**EXCERPT PROVIDED:**
I smiled, and drove on, heading to school to take pictures for J's class. End-of-year headshots, for a "look how much they've grown" perspective. I arrived a bit early, during math, and waited happily on the sidelines.

Twenty-two kids sat on the rug staring up at one of their teachers as she, a million months pregnant and amazing, made math come alive. Hands shot up, guesses were proffered, the differences between a prism and pyramid made simply clear. 

One girl pulled her mane of hair into a ponytail, wrapping it with a band in a practiced way. When did she learn to do that? 'Vertices' and 'congruent' and 'pentagonal' flew confidently from the kids' mouths. When did they master this sort of language? Weren't these children just in doublewides staring at construction sites and zoo animals as doting adults pushed and paused and explained?

J turned around briefly and gave me a smile. "I love you," I knew he was thinking. "I love you, too," I thought back. "When did you get so big?"

**LISTING:**
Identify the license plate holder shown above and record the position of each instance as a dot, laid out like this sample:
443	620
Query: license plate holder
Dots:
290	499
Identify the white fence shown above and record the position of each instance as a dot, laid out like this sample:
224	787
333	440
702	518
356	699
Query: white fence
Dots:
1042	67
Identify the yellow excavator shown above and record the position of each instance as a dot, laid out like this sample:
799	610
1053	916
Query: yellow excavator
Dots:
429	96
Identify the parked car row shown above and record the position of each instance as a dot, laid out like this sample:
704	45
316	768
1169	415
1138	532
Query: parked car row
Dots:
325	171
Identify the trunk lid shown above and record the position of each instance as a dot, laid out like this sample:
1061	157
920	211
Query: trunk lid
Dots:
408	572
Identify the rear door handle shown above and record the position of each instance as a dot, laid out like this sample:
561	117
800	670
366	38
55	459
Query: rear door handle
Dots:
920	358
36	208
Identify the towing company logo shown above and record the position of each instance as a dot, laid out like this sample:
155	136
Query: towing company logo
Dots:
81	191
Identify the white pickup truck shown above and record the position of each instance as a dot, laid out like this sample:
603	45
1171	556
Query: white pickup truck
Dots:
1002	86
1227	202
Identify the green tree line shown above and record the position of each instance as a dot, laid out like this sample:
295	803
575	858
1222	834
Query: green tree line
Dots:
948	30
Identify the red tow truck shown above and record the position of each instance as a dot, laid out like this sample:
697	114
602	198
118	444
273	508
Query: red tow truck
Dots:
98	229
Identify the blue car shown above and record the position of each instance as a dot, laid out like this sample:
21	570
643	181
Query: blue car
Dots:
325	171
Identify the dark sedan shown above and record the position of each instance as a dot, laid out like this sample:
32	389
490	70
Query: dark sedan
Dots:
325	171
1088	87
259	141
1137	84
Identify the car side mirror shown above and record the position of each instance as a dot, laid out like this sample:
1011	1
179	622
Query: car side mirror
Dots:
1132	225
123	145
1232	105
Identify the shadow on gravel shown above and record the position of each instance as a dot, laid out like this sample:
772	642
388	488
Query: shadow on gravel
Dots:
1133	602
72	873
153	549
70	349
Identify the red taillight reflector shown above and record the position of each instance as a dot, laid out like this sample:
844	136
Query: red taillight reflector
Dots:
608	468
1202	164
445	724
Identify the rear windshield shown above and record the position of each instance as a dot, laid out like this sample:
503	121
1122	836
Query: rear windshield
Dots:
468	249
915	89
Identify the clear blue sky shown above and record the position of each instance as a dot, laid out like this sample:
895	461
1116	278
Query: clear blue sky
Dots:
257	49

**TASKS FOR THIS EXERCISE:**
#1 Answer these questions about the passage on the visit to J's class.
(a) Why did the narrator go to the school?
(b) How many kids sat on the rug?
(c) How did one girl fix her hair?
#2 Write what comes next in the passage on the visit to J's class, starting after its final sentence.

**ANSWER LIST:**
#1
(a) To take end-of-year headshots of J's class.
(b) Twenty-two.
(c) She pulled it into a ponytail and wrapped it with a band.

#2
His neck is starting to slope into young-man shoulders, his legs are sturdy and dense even though he is so slender. It's as if the baby vanishes from the outside in, and these new solid-state limbs confirm my suspicion that J is a tot no more. In any way.

It's dark outside now, and the storm I'd hoped for remains nothing but a whisper in the wind. I need to drain the ricotta and eat some dinner and get to bed. And I will. But I'll keep listening, should the skies part, and attempting to sear into my brain memories of the boys, as they were and are.